Saved data entries
■ ■ ■ ■ ■ ■ ■

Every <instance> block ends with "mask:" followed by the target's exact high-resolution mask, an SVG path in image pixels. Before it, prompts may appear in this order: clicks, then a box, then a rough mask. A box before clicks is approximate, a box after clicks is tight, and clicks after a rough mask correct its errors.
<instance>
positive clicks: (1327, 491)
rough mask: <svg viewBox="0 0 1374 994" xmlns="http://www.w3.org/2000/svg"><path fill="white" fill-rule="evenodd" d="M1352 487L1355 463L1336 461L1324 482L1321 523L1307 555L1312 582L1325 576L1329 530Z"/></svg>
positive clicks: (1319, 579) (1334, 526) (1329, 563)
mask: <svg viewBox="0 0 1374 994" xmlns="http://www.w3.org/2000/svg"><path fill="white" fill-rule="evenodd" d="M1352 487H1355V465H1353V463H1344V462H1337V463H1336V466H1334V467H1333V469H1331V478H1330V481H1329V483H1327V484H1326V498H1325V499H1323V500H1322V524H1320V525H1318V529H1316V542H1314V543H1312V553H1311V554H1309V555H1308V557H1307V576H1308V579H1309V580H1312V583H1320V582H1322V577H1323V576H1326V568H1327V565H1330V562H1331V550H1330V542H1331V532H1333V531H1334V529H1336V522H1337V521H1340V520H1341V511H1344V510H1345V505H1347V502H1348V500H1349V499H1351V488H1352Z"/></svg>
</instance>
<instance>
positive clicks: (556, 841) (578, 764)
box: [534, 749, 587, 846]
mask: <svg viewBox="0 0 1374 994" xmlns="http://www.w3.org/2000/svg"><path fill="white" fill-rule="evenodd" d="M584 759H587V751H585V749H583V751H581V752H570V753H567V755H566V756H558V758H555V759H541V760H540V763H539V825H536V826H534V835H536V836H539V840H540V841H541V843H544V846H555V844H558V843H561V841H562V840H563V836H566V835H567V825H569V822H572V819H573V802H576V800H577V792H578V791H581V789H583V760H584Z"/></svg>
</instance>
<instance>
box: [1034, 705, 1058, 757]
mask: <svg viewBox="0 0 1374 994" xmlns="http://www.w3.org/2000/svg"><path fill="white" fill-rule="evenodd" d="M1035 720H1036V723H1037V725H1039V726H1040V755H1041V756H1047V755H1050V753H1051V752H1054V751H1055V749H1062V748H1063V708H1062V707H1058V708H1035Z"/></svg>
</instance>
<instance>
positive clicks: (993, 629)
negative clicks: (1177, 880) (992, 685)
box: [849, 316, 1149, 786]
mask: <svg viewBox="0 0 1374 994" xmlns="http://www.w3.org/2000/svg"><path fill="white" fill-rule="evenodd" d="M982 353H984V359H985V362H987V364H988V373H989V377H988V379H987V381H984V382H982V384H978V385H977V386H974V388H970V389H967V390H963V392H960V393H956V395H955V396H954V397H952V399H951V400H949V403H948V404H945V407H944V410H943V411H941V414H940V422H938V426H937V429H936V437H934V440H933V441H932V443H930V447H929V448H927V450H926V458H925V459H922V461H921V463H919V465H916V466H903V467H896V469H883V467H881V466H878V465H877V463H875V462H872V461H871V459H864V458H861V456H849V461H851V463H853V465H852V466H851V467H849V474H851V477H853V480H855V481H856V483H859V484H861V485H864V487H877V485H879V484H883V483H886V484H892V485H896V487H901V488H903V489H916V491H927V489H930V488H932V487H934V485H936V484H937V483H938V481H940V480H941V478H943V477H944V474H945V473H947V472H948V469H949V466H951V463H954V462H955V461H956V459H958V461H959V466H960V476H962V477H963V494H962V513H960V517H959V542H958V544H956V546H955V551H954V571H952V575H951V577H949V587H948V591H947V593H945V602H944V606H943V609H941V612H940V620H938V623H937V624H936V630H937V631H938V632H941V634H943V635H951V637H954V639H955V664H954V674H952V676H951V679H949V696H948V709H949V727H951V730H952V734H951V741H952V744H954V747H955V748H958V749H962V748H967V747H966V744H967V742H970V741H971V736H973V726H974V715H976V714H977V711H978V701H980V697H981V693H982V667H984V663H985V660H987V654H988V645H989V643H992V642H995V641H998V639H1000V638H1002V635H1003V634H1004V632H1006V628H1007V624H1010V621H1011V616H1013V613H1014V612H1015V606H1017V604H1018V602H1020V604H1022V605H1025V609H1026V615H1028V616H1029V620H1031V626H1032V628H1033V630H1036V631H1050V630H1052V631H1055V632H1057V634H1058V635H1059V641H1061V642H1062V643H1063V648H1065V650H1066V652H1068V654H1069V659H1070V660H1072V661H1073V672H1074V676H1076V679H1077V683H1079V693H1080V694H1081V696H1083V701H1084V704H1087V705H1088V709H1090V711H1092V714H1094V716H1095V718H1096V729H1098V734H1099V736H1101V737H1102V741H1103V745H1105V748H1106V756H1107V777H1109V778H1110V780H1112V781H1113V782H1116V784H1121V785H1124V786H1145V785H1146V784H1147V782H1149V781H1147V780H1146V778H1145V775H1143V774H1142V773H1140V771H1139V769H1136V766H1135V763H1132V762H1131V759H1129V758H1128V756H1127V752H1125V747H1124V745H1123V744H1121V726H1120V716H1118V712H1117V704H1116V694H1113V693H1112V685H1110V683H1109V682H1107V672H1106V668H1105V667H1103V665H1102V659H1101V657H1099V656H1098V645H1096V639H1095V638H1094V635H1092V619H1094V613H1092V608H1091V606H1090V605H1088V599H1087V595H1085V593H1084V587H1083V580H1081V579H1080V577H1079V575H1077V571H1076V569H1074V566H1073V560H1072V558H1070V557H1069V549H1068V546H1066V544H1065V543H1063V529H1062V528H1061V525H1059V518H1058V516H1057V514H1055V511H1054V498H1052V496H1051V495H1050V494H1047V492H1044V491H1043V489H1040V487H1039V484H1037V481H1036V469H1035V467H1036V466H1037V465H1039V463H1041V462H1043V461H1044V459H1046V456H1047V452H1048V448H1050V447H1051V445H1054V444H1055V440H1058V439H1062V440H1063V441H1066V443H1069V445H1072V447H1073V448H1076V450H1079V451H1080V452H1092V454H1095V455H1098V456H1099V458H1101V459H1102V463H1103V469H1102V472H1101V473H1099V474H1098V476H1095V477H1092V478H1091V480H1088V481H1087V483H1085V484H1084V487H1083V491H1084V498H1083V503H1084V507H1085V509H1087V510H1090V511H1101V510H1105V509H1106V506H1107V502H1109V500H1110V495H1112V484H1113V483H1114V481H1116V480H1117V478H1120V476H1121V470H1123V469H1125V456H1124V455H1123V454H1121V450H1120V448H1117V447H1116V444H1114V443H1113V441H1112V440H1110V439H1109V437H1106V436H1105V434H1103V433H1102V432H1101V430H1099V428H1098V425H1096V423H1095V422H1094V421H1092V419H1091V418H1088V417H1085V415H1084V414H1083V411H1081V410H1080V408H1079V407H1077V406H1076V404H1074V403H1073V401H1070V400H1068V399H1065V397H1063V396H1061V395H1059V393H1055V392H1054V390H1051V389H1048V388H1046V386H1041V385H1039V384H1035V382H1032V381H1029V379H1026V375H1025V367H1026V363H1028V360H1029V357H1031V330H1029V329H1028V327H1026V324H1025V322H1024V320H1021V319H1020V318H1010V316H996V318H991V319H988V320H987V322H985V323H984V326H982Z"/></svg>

■ ■ ■ ■ ■ ■ ■

§ ACTIVITY: Transcribe each line of the data above, unaltered, from the one where "box: [534, 749, 587, 846]" appears to the one where "negative clicks: (1177, 880) (992, 685)" appears, inclusive of both.

§ TASK RESPONSE:
box: [534, 749, 587, 846]
mask: <svg viewBox="0 0 1374 994" xmlns="http://www.w3.org/2000/svg"><path fill="white" fill-rule="evenodd" d="M584 759H587V751H585V749H583V751H581V752H570V753H567V755H566V756H558V758H555V759H541V760H540V763H539V825H536V826H534V835H536V836H539V840H540V841H541V843H544V846H555V844H558V843H561V841H562V840H563V836H566V835H567V825H569V822H572V819H573V802H576V800H577V792H578V791H581V789H583V760H584Z"/></svg>
</instance>
<instance>
box: [1034, 705, 1058, 757]
mask: <svg viewBox="0 0 1374 994" xmlns="http://www.w3.org/2000/svg"><path fill="white" fill-rule="evenodd" d="M1035 720H1036V723H1037V725H1039V726H1040V755H1041V756H1047V755H1050V753H1051V752H1054V751H1055V749H1062V748H1063V708H1062V707H1058V708H1035Z"/></svg>
</instance>
<instance>
positive clicks: (993, 629)
negative clicks: (1177, 880) (992, 685)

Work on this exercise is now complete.